— BEGIN —

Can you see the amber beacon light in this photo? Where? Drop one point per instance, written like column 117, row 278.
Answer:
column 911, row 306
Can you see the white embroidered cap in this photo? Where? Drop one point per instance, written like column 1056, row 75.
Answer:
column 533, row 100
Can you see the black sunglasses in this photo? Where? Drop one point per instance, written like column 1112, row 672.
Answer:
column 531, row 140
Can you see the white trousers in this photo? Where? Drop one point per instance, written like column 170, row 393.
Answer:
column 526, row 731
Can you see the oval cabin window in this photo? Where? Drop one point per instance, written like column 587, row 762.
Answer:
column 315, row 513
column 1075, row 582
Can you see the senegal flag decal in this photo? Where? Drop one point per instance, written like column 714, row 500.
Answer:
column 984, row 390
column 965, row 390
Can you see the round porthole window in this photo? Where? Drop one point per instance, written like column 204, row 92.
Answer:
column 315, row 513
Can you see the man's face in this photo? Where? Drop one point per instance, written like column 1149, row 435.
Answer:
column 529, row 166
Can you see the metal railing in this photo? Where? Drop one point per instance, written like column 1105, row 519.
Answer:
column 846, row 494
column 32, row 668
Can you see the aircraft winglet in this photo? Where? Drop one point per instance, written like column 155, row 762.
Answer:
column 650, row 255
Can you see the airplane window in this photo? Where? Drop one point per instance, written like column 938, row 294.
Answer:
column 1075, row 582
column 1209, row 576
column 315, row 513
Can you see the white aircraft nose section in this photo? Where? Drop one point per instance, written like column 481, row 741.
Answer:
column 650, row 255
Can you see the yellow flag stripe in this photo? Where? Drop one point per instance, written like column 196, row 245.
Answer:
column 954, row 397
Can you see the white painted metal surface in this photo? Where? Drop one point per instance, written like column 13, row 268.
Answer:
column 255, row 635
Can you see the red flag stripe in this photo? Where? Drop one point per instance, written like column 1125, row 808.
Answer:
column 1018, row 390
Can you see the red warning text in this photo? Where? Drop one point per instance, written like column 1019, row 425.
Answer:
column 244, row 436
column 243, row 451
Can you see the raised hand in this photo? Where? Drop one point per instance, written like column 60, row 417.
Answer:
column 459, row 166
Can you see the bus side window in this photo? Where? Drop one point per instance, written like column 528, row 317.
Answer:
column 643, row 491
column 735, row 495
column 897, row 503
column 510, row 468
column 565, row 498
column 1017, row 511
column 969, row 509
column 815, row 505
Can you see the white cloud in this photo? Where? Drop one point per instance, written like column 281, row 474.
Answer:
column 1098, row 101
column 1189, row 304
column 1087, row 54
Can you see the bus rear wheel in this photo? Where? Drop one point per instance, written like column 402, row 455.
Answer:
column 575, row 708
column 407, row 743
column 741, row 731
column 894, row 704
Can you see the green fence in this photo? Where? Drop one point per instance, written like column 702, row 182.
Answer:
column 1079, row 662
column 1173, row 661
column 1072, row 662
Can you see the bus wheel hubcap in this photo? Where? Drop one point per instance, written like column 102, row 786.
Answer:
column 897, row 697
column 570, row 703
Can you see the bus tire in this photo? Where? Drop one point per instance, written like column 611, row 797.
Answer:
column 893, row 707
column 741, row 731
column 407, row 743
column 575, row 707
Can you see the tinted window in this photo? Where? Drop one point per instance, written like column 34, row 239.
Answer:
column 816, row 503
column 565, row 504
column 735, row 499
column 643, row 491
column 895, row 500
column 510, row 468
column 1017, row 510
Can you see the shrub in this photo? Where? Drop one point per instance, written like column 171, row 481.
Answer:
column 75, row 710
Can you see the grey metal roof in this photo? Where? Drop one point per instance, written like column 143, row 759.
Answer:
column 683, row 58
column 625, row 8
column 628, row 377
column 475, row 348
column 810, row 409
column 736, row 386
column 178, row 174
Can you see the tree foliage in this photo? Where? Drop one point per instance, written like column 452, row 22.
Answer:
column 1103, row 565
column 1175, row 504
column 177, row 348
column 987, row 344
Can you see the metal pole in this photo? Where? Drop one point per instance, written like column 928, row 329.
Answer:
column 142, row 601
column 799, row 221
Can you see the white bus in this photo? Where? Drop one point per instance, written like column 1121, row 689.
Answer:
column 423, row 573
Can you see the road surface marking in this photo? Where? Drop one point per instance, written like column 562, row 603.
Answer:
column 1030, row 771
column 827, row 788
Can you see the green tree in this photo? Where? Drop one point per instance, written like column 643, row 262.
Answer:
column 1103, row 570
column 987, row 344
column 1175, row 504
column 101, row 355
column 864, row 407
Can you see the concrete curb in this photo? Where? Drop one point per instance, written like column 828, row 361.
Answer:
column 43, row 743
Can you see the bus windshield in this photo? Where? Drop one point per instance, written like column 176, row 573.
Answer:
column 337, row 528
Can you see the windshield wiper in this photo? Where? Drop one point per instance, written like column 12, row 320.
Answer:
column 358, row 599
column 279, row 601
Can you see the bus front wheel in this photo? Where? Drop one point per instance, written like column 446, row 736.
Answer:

— END —

● Short task
Copy out the whole listing above word for word, keeping every line as it stands.

● The completed task
Can you see the amber beacon light in this photo? Where? Drop one point per instance, written like column 117, row 278.
Answer:
column 911, row 306
Can you see the white embroidered cap in this photo? Where? Drop one point per instance, written like column 1056, row 75.
Answer:
column 533, row 100
Can you see the black sunglasses in this photo? Where? Drop one point per instance, written like column 1112, row 672.
Answer:
column 531, row 140
Can you see the white trousers in this photo? Where? Drop one point per instance, written like column 170, row 393.
Answer:
column 526, row 731
Can you see the oval cabin window in this photo? Where? Drop one point per instance, written like column 587, row 762.
Answer:
column 315, row 513
column 1075, row 582
Can you see the senegal flag decal in this photo? Where? Drop one point per instance, written like column 714, row 500.
Answer:
column 984, row 390
column 965, row 390
Can you see the round porthole window in this photo? Where? Drop one point per instance, written like column 204, row 92.
Answer:
column 315, row 513
Can you see the man's face in this photo? Where? Drop one point per instance, written like column 1149, row 435.
Answer:
column 529, row 166
Can you see the metal railing in this photo? Where? Drop one point per instance, written like column 1105, row 519.
Answer:
column 846, row 494
column 32, row 668
Can you see the aircraft winglet in this photo? Where? Drop one point per instance, written like column 155, row 762.
Answer:
column 650, row 255
Can you see the airplane window in this photo? Where? Drop one point per instance, written like column 938, row 294.
Answer:
column 1075, row 582
column 1209, row 576
column 315, row 513
Can you see the white aircraft nose section in this photo? Where? Drop one point per instance, written like column 481, row 741.
Answer:
column 650, row 255
Can you see the yellow flag stripe in this photo? Where? Drop one point per instance, written like column 196, row 245.
Answer:
column 954, row 397
Can you see the white painted metal surface in this photo? Where? Drop one point per instance, written like column 13, row 268.
Answer:
column 255, row 635
Can you see the red flag stripe in this photo? Where? Drop one point per instance, written like column 1125, row 808.
Answer:
column 1018, row 390
Can you see the red warning text in this photo? Where? Drop one point per instance, written like column 1019, row 425.
Answer:
column 244, row 436
column 243, row 451
Can you see the raised hand in this photo? Where? Drop one point per instance, written like column 60, row 417.
Answer:
column 459, row 166
Can you see the bus side window in this photo? Where? Drop one point per instance, written like column 528, row 317.
Answer:
column 643, row 491
column 735, row 495
column 897, row 503
column 510, row 468
column 565, row 498
column 1017, row 511
column 969, row 509
column 815, row 505
Can you see the white cloud in this photo? Where? Drop one point per instance, written like column 281, row 474.
Answer:
column 1098, row 101
column 1189, row 304
column 1087, row 54
Can you see the bus rear wheel in this photo? Where? Drop one point per instance, written like column 402, row 455.
Answer:
column 575, row 708
column 407, row 743
column 741, row 731
column 894, row 704
Can you see the green fence in this photo? Where? Drop one point per instance, written like column 702, row 182.
Answer:
column 1079, row 662
column 1173, row 661
column 1072, row 662
Can you see the bus wheel hubcap in this photo? Where? Drop one point per instance, written like column 102, row 786.
Answer:
column 897, row 697
column 570, row 703
Can you see the bus tire in this photo? Where? Drop one point per instance, written like column 611, row 797.
Answer:
column 893, row 707
column 741, row 731
column 407, row 743
column 575, row 707
Can you see the tinted window in this photo? Where? Drop one point per instance, written like column 34, row 239.
Answer:
column 816, row 503
column 565, row 504
column 735, row 499
column 643, row 491
column 895, row 500
column 510, row 468
column 1017, row 510
Can you see the shrub in this photo? Where? Drop one point per instance, written like column 171, row 481.
Answer:
column 75, row 710
Can you see the grey metal roof in this photo? Where? Drop one point per instance, written like column 143, row 759.
Answer:
column 683, row 58
column 625, row 8
column 628, row 377
column 475, row 348
column 810, row 409
column 736, row 386
column 178, row 174
Can you see the tree foliage in this photo? Where? Drop one point per instance, written like column 452, row 22.
Answer:
column 1103, row 565
column 1175, row 504
column 177, row 348
column 987, row 344
Can you see the metal pole in this photo? Where? Drop one point per instance, written like column 928, row 329.
Answer:
column 142, row 601
column 799, row 221
Can you see the white bus in this photo? Where? Drop one point per instance, written like column 1121, row 689.
Answer:
column 423, row 573
Can you see the road surface marking in this photo? Where? Drop one point per instance, written like column 562, row 603.
Answer:
column 1030, row 771
column 827, row 788
Can you see the green tree in this photo? Where? Drop one point per instance, written like column 643, row 262.
Answer:
column 1103, row 570
column 987, row 344
column 1175, row 504
column 101, row 355
column 864, row 407
Can you see the concrete curb in this photo? Where? Drop one point per instance, written like column 828, row 361.
Answer:
column 43, row 743
Can you see the bus windshield in this photo? Where? Drop one point per instance, written like column 176, row 573.
Answer:
column 337, row 528
Can you see the windshield wiper in this photo? Where? Drop one point per instance, written like column 12, row 320.
Answer:
column 358, row 599
column 279, row 601
Can you see the bus front wheel in this photo? Where? Drop one point per instance, written like column 446, row 736.
Answer:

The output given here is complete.